§ **SHORT EXERCISE**
Using the notebook code below, answer each question on its own line:
(a) What font size is set in the font dictionary?
(b) What default value does the count parameter of get_param_distr take?
(c) Which column indices of data_h are kept after the file is read?

§ **TEXT BLOCK**
In [15]:
import numpy as np
from sklearn import datasets
from sklearn.linear_model import LogisticRegression
from sklearn.svm import SVC
import sklearn
import scipy.stats as stats
from sklearn.svm import LinearSVC
import scipy as sp
import matplotlib.pyplot as plt
import itertools
from sklearn.model_selection import train_test_split
from scipy.spatial.distance import mahalanobis
from sklearn.model_selection import cross_val_score
from sklearn.metrics import roc_auc_score
from sklearn import preprocessing
from scipy.linalg import fractional_matrix_power
%matplotlib inline
import matplotlib
font = {'variant' : 'normal',
        'weight' : 'bold',
        'size'   : 15}

matplotlib.rc('font', **font)

In [16]:
def KL_div_norm(dist1,dist2):
    mean1 = np.mean(dist1, axis=0)
    cov1 = np.cov(dist1, rowvar=0)
    mean2 = np.mean(dist2, axis=0)
    cov2 = np.cov(dist2, rowvar=0)
    div = 0.5*(np.trace(np.dot(np.linalg.inv(cov2),cov1)) + np.dot(np.dot((mean2-mean1),np.linalg.inv(cov2)),(mean2-mean1)) - cov2.shape[0] + np.log(np.linalg.det(cov2)/np.linalg.det(cov1)))
    return div

In [17]:
def get_param_distr(X,y,n,count=50):
    l = X.shape[0]
    C = 1
    distr=[]
    losses = 0 
    clf0 = LogisticRegression(C=C, random_state=0)
    clf0.fit(X,y)
    for i in range(0,count):
        choice = np.random.choice(range(0,l), n)
        clf = LogisticRegression(C=C, random_state=0)
        while not((0 in y[choice])and(1 in y[choice])):
            choice = np.random.choice(range(0,l), n)
        clf.fit(X[choice],y[choice])
        coef = clf.coef_
        distr.append(coef[0])
        losses += sklearn.metrics.log_loss(y,clf.predict_proba(X))
    return np.asarray(distr), losses

In [18]:
f = open("/home/alea/2018-Project-16/Evgin2018Project16/Data.txt")
g = open("/home/alea/2018-Project-16/Evgin2018Project16/heart.csv")

In [19]:
data_h = []
for line in g:
    data_h.append(list(map(float, line.replace(";", " ").replace("\n", "").split())))
data_h = np.asarray(data_h)
data_h = data_h[:,[0,3,4,7,9,11,13]]
np.random.shuffle(data_h)
X_h = data_h[:,:-1]
X_h = preprocessing.scale(X_h[:,:-1])

§ **RAW DATA**
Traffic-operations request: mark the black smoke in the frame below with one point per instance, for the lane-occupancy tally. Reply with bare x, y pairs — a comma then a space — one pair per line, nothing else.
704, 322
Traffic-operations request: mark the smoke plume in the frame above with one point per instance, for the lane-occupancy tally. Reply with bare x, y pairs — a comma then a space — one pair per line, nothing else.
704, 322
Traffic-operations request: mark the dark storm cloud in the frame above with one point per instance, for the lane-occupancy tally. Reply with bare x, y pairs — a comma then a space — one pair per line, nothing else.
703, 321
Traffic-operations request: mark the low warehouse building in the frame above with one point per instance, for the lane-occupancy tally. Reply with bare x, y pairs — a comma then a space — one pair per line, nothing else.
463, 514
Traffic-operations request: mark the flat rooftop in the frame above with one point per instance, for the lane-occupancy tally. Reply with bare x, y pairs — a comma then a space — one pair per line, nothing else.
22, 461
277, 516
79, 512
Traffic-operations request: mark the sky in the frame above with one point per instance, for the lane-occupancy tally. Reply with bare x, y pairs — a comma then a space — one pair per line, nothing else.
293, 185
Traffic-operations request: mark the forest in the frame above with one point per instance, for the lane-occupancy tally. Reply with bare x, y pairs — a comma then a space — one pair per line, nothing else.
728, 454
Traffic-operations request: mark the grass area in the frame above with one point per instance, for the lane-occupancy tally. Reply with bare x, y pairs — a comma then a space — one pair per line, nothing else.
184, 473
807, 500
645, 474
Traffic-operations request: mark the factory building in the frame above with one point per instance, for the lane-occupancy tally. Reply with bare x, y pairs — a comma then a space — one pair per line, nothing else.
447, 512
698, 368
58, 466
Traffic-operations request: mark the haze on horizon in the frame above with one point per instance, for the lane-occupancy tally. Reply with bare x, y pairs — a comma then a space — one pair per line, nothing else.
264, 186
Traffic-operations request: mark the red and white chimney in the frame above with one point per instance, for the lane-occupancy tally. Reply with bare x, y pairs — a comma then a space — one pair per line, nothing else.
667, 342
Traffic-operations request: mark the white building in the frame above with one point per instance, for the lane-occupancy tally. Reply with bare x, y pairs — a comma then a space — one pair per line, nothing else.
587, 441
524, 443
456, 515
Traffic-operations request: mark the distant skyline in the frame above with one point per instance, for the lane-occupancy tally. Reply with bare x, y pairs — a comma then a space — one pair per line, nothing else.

§ **OUTPUT OF THE EXERCISE**
(a) 15
(b) 50
(c) 0, 3, 4, 7, 9, 11, 13